● To be done
Repeat exactly, and only, the lines from the one holding "Can you locate the orange" through the last line of the records below.

=-=-=

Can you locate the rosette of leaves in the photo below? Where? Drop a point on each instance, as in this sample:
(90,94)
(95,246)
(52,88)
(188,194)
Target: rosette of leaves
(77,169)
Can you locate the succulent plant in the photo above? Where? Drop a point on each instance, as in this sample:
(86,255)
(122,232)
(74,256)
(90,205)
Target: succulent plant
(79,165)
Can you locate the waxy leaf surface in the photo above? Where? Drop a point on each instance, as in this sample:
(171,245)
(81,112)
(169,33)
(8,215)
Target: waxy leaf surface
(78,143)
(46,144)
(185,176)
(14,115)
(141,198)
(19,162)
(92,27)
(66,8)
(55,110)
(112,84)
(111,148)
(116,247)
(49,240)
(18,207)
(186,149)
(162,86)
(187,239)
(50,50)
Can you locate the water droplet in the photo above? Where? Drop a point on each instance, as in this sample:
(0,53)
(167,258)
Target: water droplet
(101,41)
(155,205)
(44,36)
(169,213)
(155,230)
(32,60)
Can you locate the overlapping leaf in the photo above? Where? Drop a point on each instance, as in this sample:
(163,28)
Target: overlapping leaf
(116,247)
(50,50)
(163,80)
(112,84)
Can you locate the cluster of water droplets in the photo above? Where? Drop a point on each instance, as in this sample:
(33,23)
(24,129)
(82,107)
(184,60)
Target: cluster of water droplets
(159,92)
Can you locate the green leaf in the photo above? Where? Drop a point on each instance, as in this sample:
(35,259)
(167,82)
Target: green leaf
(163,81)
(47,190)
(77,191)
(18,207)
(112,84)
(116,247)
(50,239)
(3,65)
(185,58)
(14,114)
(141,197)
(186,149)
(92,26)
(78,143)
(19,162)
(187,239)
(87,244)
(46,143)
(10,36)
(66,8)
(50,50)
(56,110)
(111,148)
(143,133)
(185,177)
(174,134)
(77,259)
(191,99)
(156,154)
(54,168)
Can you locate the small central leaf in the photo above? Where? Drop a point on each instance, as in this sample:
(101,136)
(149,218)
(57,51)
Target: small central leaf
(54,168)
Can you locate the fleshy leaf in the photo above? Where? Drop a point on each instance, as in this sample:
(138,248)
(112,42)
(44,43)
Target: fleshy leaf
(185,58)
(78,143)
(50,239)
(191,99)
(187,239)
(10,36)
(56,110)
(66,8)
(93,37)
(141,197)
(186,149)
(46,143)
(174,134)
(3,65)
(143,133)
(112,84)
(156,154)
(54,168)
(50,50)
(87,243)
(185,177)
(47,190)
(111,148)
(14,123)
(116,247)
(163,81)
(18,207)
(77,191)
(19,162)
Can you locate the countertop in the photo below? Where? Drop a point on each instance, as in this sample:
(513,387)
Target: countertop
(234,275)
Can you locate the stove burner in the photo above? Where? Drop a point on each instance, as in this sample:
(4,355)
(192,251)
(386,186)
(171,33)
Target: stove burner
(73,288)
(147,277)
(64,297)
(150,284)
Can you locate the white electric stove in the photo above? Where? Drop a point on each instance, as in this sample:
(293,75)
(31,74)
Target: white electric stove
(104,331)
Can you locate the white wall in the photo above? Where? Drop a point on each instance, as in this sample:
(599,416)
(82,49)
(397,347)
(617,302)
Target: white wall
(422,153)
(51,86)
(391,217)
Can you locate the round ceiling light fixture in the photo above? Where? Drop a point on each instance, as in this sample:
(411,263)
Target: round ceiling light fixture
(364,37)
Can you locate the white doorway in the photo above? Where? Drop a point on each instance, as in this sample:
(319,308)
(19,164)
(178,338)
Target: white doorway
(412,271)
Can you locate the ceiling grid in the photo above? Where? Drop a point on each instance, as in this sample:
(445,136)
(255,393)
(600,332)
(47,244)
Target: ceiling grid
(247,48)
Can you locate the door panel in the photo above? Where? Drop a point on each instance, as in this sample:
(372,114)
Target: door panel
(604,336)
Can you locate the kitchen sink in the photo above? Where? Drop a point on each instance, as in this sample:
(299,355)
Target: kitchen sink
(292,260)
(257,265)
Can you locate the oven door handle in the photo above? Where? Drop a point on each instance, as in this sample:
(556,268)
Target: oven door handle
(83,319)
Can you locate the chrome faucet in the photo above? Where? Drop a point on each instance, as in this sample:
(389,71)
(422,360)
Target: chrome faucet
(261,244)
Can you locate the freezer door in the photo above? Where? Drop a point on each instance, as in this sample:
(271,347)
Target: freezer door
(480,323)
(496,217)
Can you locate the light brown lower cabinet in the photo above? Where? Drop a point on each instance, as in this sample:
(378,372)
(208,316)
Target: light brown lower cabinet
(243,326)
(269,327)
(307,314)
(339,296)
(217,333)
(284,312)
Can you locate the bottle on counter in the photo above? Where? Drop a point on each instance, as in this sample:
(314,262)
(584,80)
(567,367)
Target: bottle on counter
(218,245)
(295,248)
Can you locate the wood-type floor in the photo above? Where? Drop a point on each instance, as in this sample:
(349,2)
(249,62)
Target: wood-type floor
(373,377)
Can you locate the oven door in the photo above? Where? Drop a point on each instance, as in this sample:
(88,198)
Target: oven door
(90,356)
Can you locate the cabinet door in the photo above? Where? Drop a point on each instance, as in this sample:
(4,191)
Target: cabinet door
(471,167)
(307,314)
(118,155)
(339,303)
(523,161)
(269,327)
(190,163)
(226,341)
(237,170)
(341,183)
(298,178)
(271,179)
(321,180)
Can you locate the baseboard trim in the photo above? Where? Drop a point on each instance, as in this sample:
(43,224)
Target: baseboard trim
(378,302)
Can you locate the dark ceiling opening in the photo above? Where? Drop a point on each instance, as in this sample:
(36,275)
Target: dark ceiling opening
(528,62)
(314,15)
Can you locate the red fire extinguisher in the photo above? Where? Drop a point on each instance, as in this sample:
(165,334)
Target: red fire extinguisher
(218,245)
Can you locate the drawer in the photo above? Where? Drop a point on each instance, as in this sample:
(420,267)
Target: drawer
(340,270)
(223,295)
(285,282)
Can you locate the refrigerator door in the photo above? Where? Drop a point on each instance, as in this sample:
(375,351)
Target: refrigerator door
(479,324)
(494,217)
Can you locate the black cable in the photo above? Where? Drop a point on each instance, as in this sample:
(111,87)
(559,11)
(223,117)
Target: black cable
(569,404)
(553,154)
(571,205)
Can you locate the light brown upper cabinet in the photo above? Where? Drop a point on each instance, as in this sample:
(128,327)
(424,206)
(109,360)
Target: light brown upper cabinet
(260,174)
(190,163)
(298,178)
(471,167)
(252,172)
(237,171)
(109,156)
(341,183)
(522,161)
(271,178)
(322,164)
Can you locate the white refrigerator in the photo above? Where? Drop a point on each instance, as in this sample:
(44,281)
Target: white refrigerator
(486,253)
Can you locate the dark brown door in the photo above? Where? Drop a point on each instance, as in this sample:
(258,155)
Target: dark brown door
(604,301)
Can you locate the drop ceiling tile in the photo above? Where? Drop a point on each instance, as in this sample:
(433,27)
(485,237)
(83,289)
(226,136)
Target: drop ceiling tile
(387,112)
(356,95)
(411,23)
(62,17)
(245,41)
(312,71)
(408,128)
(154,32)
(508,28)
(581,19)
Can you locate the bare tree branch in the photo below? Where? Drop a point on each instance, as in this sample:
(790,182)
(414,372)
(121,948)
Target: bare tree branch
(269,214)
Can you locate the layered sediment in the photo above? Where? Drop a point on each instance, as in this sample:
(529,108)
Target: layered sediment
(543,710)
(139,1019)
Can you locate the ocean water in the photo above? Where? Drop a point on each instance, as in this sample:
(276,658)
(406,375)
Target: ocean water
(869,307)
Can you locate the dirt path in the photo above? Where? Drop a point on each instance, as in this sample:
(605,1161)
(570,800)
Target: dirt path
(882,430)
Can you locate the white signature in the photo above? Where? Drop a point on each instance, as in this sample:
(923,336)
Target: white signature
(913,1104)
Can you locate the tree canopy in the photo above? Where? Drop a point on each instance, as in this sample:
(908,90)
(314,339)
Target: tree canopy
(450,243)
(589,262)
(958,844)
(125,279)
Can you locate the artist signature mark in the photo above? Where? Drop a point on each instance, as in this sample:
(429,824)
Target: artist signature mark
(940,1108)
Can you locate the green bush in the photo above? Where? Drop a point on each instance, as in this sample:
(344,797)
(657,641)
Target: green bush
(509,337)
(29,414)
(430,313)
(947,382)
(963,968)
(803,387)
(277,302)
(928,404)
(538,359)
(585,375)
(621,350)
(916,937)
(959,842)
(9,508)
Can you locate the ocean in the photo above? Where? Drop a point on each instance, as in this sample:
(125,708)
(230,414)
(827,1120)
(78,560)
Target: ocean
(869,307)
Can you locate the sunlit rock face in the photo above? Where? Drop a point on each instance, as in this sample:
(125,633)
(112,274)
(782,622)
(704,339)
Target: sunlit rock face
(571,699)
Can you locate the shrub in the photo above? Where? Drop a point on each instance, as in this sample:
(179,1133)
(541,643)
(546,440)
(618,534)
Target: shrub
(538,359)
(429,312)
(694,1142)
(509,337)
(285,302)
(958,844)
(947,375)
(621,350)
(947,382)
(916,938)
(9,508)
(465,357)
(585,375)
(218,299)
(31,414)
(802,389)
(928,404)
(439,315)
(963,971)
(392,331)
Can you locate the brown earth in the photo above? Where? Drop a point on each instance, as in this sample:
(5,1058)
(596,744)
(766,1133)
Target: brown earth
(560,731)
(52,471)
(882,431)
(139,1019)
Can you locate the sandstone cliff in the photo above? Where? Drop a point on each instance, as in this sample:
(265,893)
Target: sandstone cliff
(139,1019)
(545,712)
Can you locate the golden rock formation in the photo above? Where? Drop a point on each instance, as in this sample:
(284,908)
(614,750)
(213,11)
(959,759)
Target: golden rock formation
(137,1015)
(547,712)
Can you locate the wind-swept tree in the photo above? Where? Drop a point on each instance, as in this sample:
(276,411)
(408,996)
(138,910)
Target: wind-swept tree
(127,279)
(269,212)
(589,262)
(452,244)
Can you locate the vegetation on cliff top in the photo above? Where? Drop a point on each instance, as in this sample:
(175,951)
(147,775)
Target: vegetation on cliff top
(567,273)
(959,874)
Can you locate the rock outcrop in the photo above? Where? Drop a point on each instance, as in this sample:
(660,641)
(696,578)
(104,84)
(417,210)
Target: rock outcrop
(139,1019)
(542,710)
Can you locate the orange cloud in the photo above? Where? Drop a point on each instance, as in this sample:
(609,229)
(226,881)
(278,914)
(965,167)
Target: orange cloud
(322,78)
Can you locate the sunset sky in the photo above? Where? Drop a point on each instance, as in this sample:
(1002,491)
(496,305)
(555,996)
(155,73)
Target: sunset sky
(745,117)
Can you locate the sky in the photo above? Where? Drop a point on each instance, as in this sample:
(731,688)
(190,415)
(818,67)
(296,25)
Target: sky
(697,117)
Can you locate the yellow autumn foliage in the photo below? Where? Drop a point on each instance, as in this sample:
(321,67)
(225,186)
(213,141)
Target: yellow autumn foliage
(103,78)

=-=-=

● Correct result
Can you locate the orange cloud in the photo above? Where? Drop a point on each instance, as in this sample:
(609,229)
(226,881)
(278,914)
(965,167)
Target: orange cloud
(322,78)
Can you locate the sunset sky in the photo above? Where? Drop a point on each instance, as in this sample:
(1002,491)
(496,305)
(555,996)
(155,73)
Target: sunset sky
(745,117)
Can you locate the sky in the photo above? Where? Drop a point on each instance, as in this sample:
(731,688)
(190,415)
(818,67)
(296,25)
Target: sky
(697,117)
Can you locate the yellow autumn foliage in the photo below? Where? Drop a point on each instance, as in this sample:
(321,67)
(225,186)
(213,141)
Target: yellow autumn foliage
(103,78)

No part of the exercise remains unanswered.